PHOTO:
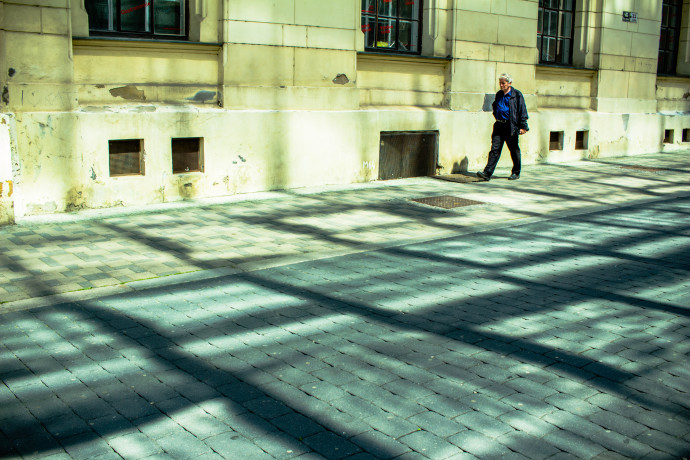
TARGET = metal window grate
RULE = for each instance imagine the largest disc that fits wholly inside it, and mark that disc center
(446, 201)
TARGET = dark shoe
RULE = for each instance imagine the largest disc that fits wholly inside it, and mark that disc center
(483, 175)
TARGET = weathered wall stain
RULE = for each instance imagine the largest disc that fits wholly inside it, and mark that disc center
(341, 79)
(203, 96)
(75, 200)
(129, 93)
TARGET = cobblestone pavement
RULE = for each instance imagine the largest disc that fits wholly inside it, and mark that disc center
(389, 329)
(266, 230)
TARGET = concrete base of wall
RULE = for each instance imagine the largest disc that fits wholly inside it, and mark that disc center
(63, 157)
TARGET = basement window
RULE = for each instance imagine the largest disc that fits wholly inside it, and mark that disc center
(581, 140)
(668, 136)
(187, 155)
(126, 157)
(556, 140)
(138, 18)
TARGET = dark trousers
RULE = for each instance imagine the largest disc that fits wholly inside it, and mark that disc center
(501, 134)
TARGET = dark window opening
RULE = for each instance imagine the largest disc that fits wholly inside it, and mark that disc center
(187, 155)
(581, 140)
(669, 36)
(556, 140)
(668, 136)
(392, 25)
(408, 154)
(126, 157)
(165, 19)
(555, 31)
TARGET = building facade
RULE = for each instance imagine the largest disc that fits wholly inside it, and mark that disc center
(110, 103)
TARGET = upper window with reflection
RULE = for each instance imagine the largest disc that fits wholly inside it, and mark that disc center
(669, 36)
(392, 25)
(163, 19)
(555, 31)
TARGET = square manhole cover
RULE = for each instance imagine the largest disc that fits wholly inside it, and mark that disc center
(446, 201)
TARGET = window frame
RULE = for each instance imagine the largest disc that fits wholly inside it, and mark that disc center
(666, 60)
(117, 24)
(559, 38)
(397, 19)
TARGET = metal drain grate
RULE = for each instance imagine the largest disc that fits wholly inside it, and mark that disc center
(644, 168)
(446, 201)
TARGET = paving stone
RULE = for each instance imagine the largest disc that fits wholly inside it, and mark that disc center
(617, 423)
(267, 407)
(532, 447)
(331, 446)
(581, 330)
(484, 424)
(232, 445)
(87, 446)
(574, 444)
(479, 445)
(297, 425)
(392, 426)
(663, 442)
(183, 445)
(436, 424)
(429, 445)
(134, 445)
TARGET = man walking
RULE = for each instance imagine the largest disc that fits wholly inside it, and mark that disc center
(511, 121)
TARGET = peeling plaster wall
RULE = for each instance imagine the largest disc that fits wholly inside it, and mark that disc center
(7, 184)
(282, 96)
(248, 151)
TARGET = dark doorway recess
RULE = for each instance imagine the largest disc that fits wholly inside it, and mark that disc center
(408, 154)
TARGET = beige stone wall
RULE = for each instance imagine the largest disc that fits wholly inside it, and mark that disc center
(7, 183)
(283, 95)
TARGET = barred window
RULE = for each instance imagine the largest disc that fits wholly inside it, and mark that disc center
(138, 18)
(555, 31)
(392, 25)
(669, 36)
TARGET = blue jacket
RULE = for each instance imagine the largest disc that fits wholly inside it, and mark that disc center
(518, 111)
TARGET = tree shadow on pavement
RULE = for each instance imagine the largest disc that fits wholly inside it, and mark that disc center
(511, 338)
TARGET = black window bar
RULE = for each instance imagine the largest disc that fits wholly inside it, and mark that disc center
(669, 36)
(392, 25)
(164, 19)
(555, 31)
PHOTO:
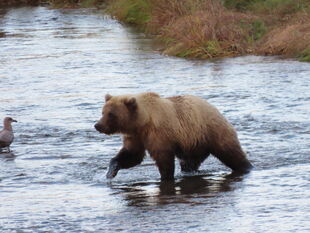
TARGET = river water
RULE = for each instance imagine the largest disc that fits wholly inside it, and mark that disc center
(55, 68)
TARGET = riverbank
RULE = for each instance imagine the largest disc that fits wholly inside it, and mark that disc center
(207, 29)
(210, 28)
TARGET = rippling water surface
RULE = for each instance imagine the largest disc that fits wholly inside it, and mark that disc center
(55, 68)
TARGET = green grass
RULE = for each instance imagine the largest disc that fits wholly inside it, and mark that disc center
(131, 11)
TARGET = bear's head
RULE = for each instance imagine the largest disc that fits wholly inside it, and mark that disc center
(119, 115)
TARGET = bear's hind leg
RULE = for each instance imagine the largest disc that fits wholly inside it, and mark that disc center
(235, 159)
(191, 161)
(189, 165)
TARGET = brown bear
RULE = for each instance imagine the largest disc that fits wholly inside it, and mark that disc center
(187, 127)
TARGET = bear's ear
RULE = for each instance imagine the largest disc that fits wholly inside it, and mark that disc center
(107, 97)
(131, 103)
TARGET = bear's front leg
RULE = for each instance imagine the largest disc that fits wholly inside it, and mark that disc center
(165, 164)
(129, 156)
(124, 159)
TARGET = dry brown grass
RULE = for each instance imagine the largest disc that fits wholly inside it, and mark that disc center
(289, 39)
(196, 28)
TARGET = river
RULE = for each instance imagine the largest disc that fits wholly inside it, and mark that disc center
(55, 68)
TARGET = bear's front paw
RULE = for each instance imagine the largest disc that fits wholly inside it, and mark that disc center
(113, 169)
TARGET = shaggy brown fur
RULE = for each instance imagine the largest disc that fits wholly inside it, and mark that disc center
(187, 127)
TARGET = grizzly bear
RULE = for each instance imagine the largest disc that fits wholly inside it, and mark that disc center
(186, 127)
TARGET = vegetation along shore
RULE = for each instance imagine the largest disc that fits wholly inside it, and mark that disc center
(214, 28)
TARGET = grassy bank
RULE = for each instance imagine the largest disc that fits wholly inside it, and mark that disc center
(7, 3)
(214, 28)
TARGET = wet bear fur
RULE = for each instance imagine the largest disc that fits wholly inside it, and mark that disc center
(186, 127)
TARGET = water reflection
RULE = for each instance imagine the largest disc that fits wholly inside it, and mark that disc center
(188, 189)
(8, 156)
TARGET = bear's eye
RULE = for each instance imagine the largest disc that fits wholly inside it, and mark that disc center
(111, 115)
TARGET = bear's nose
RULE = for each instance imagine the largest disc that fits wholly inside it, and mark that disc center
(98, 127)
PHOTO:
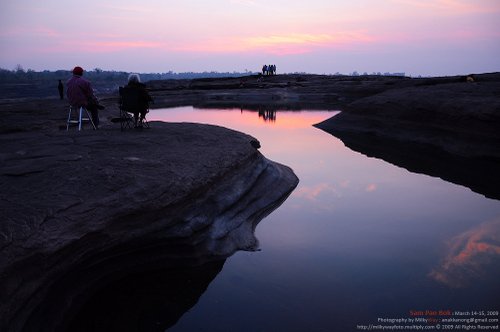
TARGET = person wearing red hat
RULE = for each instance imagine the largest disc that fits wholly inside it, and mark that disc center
(80, 93)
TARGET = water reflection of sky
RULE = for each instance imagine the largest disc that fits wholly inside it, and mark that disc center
(358, 239)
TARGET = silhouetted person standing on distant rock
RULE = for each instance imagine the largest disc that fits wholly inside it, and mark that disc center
(60, 87)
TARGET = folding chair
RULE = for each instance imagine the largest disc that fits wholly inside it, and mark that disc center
□ □ □ □ □
The lines from the one holding "TARGET = bear's front paw" through the end of the material above are to be echoed exactly, both ends included. Do not include pictures.

TARGET = bear's front paw
RULE = for each instance imagine the largest disc that fits wholly inside it, and mark that disc center
(113, 169)
TARGET = shaggy brown fur
RULE = for each instance imagine the largest disc that fits wholly inside it, and mark that disc center
(187, 127)
TARGET = grizzly bear
RULE = for each instance imagine the largest disc that fits wholly inside it, and mark that disc center
(186, 127)
TARGET = vegetation along shore
RULE = for each instance imagine the largest disc that fits wholly inside it, and mark that disc center
(214, 28)
TARGET = grassy bank
RULE = for each instance imagine the largest disc that fits wholly inside it, and mark that disc center
(7, 3)
(214, 28)
TARGET = wet bear fur
RULE = for each instance imagine the largest disc that fits wholly inside it, and mark that disc center
(186, 127)
TARGET = water reflection
RULE = for each instance imagine the largest disc that fits wholly inside it, and mark that disc center
(188, 189)
(8, 156)
TARGET = bear's eye
RULE = for each instance imagine the largest disc that fits wholly inside it, and mark that disc center
(111, 115)
TARGET = bear's nose
RULE = for each instance imagine the largest disc that fits wholly inside it, and mark that disc center
(98, 127)
PHOTO:
TARGET = person wearing red hat
RULE = for each instance imagine the largest disc that fits wholly inside it, and mark that disc center
(80, 93)
TARGET = water reflection of sky
RULE = for each instance imagine the largest disc that fits wholly inside it, and mark that disc center
(358, 239)
TARGET = silhouetted person standing on distant rock
RULE = for each instance imagine the largest disc that fits wholly inside it, and mark that disc center
(60, 87)
TARGET = folding chair
RULE = for each instance imagine the largest disc that fits wholly inside it, and mark that disc center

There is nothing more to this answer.